>> Begin Stored records
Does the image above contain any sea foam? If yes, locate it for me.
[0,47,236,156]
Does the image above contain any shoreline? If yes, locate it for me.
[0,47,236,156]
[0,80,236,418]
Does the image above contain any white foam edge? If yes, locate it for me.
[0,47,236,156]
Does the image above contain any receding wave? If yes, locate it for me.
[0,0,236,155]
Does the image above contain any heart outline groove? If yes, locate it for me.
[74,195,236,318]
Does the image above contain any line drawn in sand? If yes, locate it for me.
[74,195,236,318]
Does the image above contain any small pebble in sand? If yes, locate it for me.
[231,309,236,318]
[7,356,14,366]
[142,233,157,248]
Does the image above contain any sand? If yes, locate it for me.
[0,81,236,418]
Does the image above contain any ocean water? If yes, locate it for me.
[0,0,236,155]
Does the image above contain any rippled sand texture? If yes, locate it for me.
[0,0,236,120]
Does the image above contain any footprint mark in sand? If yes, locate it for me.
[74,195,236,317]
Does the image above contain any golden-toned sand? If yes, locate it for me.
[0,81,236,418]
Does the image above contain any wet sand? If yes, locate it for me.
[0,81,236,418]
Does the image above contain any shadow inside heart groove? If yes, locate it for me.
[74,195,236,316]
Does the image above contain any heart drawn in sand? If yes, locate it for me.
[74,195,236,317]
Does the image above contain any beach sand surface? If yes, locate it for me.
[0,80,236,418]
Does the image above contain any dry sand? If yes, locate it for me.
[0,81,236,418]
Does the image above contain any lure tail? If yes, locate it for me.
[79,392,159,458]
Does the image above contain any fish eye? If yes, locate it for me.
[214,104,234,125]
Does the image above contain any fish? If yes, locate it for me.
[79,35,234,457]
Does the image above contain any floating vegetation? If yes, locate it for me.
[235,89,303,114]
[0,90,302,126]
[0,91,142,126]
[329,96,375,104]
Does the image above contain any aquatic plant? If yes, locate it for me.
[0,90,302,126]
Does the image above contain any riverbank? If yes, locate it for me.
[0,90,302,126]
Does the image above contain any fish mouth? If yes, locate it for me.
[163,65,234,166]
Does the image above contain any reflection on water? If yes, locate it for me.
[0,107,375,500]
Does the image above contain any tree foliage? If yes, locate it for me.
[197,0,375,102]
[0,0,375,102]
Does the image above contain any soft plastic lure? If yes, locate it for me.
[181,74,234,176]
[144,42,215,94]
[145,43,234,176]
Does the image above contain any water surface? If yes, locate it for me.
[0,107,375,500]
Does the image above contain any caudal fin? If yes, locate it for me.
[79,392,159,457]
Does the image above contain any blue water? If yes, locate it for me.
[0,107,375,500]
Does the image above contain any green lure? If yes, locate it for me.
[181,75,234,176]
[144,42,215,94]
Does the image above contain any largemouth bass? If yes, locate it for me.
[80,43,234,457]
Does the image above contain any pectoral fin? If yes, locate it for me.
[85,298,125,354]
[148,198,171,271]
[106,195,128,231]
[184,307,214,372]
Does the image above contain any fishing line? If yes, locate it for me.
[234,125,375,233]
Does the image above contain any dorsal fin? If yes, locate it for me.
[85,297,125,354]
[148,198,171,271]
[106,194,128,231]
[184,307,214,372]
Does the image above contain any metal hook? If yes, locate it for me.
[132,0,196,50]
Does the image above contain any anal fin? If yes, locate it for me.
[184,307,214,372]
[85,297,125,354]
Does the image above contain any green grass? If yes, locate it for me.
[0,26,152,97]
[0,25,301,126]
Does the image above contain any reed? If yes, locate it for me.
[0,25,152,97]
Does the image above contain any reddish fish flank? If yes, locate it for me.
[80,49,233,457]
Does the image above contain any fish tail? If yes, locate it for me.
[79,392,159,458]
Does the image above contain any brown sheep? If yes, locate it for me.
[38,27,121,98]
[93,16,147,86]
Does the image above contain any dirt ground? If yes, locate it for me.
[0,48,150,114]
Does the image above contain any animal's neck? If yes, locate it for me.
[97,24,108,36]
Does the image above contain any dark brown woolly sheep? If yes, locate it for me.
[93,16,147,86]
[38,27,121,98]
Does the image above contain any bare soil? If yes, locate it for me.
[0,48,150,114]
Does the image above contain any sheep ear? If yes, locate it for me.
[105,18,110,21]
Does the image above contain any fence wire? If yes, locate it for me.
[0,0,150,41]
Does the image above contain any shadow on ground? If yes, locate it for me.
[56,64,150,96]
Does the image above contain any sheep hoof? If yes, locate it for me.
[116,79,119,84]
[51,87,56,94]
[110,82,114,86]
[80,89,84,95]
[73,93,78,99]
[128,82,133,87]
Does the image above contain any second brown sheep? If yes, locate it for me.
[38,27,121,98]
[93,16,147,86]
>> End Stored records
Brief
Please pull out every line of the material above that contains the string "sheep", treating uppercase and lowercase as different.

Task response
Does the image above contain any brown sheep? If yes, locate it for me.
Does the image above contain any dark brown woolly sheep? If yes, locate it for me.
Does the image above contain any sheep ear? If yes, locate it for me.
Does the image above contain any sheep hoof? If yes, locate it for me.
Does the image above contain any second brown sheep? If yes, locate it for me.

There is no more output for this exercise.